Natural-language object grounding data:

# # # #

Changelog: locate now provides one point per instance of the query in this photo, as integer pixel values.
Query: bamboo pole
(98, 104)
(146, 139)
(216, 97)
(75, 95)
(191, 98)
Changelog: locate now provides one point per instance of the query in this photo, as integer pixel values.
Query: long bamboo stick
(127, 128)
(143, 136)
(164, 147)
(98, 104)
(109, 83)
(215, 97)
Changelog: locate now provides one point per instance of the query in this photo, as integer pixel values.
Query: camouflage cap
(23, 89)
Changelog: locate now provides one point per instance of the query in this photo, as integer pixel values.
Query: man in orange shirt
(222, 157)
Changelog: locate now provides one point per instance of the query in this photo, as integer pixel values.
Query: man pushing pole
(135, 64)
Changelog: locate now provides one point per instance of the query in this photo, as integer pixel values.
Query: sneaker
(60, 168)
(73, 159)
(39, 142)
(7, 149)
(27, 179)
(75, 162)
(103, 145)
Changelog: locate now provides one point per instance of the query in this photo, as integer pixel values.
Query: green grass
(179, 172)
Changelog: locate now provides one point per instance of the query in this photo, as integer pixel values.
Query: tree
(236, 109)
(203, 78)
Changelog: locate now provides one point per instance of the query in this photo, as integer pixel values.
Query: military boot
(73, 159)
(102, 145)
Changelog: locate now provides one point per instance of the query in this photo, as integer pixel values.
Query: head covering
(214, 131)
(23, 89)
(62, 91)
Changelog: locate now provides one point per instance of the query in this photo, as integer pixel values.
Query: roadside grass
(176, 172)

# # # #

### Problem statement
Output the records in full, exactly.

### Answer
Changelog: locate now provides one point per instance of the query in this photo, as integer pixel values.
Query: bamboo pole
(98, 104)
(146, 139)
(216, 97)
(75, 95)
(191, 98)
Changelog: locate now provides one point per instance of the query in this photo, as integer pixel values.
Query: long bamboo stick
(127, 128)
(143, 136)
(164, 147)
(98, 104)
(109, 83)
(215, 97)
Changelog: locate now provides one point per instance of the query in this photo, as integer pixel values.
Query: camouflage cap
(23, 89)
Changelog: locate now provides one point per instance of the query in this photo, as integer pixel values.
Query: man in orange shirt
(222, 157)
Changelog: locate now provides one point per instance of the query in this photo, as integer pixel values.
Query: man pushing pole
(135, 64)
Changelog: locate now provides one point per instance of the query in this photo, as integer pixel values.
Query: sneaker
(60, 168)
(73, 159)
(39, 142)
(7, 149)
(27, 179)
(75, 162)
(103, 145)
Changelog: locate now provides one point per instance of the query in this photo, as integer pixel values.
Query: green grass
(179, 172)
Changelog: locate now provides one point per instance of the query in this photo, as integer pixel values.
Query: tree
(236, 109)
(203, 78)
Changelog: locate now provides one point per instance of the query in this photo, as integer pixel values.
Query: military boot
(73, 159)
(102, 145)
Changelog: locate now provides one point per instance of the query in this photo, as integer pixel values.
Query: head covering
(214, 131)
(23, 89)
(62, 91)
Changelog: locate now provides one point per instance of the query in this photo, as integer pixel values.
Query: roadside grass
(176, 172)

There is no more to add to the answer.